— start Source material —
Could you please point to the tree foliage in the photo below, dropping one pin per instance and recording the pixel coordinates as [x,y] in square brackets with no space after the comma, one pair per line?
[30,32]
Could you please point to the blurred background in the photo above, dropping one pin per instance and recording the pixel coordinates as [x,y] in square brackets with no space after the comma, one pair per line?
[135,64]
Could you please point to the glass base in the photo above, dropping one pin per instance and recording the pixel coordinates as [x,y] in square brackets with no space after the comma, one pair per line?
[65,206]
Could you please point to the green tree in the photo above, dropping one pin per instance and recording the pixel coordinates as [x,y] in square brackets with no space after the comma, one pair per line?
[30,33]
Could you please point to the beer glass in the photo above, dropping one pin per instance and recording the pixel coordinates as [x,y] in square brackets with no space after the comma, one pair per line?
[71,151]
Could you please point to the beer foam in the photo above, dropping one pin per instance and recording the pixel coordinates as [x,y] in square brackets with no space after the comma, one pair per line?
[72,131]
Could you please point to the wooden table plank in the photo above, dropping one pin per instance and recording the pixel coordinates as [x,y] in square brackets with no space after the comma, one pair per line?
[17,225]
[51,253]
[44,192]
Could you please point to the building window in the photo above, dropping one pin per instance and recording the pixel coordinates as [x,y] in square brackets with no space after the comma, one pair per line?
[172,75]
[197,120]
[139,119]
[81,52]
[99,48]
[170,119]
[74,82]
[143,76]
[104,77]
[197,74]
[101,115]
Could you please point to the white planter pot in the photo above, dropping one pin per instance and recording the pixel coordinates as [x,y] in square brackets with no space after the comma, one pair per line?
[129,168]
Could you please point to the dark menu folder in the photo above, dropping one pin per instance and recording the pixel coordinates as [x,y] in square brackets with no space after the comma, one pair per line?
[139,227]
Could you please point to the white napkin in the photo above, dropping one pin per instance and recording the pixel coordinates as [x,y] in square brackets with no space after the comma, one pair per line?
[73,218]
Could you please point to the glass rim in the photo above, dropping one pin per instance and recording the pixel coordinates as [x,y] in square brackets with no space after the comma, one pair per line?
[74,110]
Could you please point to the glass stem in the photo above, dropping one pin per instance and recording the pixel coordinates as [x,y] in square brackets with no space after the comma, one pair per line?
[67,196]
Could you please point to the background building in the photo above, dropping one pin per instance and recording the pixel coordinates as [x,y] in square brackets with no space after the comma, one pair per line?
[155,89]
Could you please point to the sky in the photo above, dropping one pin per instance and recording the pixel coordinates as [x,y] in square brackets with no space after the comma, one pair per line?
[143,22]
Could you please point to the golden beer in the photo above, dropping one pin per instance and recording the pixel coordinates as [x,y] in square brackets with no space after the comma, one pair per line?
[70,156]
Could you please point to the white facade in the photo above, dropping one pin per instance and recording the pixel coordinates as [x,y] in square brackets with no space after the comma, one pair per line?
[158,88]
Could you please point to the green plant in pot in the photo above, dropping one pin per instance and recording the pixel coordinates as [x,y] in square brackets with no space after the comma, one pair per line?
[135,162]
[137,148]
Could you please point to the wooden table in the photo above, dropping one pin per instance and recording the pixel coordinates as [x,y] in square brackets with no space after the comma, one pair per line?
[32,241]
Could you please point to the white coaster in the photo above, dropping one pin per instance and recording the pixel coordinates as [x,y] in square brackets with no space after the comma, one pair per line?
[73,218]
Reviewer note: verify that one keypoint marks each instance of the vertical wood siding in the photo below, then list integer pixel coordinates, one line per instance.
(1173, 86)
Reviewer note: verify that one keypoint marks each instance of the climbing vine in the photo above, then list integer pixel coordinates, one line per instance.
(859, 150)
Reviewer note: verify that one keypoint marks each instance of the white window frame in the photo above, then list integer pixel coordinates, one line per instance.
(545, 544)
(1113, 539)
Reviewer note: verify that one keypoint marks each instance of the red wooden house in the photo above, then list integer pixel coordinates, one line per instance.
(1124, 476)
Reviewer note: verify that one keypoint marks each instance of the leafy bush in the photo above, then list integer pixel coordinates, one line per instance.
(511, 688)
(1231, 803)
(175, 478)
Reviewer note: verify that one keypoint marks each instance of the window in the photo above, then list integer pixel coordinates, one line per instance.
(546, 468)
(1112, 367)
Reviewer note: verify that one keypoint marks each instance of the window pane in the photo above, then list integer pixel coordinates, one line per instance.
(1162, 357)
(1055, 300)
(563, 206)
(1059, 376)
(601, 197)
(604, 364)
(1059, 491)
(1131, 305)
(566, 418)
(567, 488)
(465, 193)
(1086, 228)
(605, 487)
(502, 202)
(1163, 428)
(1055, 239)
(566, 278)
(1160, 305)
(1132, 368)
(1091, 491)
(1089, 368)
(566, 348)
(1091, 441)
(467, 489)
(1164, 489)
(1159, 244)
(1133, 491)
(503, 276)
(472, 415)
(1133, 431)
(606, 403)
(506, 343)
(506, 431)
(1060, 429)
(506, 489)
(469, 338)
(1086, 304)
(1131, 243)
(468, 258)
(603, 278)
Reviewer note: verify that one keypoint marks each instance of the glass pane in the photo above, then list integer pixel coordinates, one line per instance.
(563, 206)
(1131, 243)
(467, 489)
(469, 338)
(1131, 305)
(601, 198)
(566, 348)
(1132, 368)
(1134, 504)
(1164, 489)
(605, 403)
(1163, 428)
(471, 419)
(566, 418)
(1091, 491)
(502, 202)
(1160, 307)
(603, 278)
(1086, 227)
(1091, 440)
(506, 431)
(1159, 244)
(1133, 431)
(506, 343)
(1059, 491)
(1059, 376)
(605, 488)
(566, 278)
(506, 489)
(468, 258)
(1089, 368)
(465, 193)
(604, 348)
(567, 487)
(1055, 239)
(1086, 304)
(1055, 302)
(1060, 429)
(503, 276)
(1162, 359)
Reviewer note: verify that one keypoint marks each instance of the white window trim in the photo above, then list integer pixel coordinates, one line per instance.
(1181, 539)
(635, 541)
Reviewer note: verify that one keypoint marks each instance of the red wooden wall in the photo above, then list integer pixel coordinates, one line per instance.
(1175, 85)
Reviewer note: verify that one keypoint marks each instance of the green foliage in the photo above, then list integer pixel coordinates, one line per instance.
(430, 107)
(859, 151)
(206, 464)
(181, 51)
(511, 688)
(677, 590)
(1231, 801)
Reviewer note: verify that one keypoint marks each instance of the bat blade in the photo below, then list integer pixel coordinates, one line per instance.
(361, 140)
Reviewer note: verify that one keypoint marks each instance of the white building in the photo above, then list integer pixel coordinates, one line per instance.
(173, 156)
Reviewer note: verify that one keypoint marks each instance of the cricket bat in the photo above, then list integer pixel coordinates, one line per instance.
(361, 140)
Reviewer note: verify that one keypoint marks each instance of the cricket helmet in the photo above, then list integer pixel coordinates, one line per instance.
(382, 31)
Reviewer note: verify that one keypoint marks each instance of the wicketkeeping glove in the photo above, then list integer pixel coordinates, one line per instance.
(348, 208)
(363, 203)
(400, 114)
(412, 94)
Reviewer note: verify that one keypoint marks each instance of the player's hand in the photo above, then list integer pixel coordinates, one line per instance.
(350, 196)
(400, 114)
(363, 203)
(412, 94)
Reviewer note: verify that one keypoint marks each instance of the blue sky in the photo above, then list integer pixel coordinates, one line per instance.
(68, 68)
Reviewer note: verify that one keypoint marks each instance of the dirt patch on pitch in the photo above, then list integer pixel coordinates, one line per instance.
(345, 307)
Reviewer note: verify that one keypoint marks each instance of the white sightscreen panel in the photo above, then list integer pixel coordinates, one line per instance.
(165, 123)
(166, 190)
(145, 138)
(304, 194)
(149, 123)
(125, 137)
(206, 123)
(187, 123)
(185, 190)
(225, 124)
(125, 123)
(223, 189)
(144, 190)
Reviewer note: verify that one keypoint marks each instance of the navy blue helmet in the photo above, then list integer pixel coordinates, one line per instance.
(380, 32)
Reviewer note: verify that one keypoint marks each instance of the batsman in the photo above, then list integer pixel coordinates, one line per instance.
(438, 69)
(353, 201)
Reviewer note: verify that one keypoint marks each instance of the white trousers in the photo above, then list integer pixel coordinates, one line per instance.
— end Source material —
[What you have to do] Convert the stretch of the items above that opens with the line containing "of the climbing" and closes with the line containing "(1124, 476)" into a numbered list, one entry per line, with blank lines omitted.

[Full output]
1. Reviewer note: verify that one keypoint marks each instance of the climbing vine in the photo above, then list integer pixel coordinates, one line per instance.
2. (859, 150)
3. Reviewer note: verify that one keypoint marks each instance of the white window frame in the photo above, then list integer pixel coordinates, one line per instance.
4. (545, 544)
5. (1113, 539)
6. Reviewer note: verify that one keypoint marks each instance of the red wooden house in the photo above, then list integer pixel coordinates, one line per instance.
7. (1124, 476)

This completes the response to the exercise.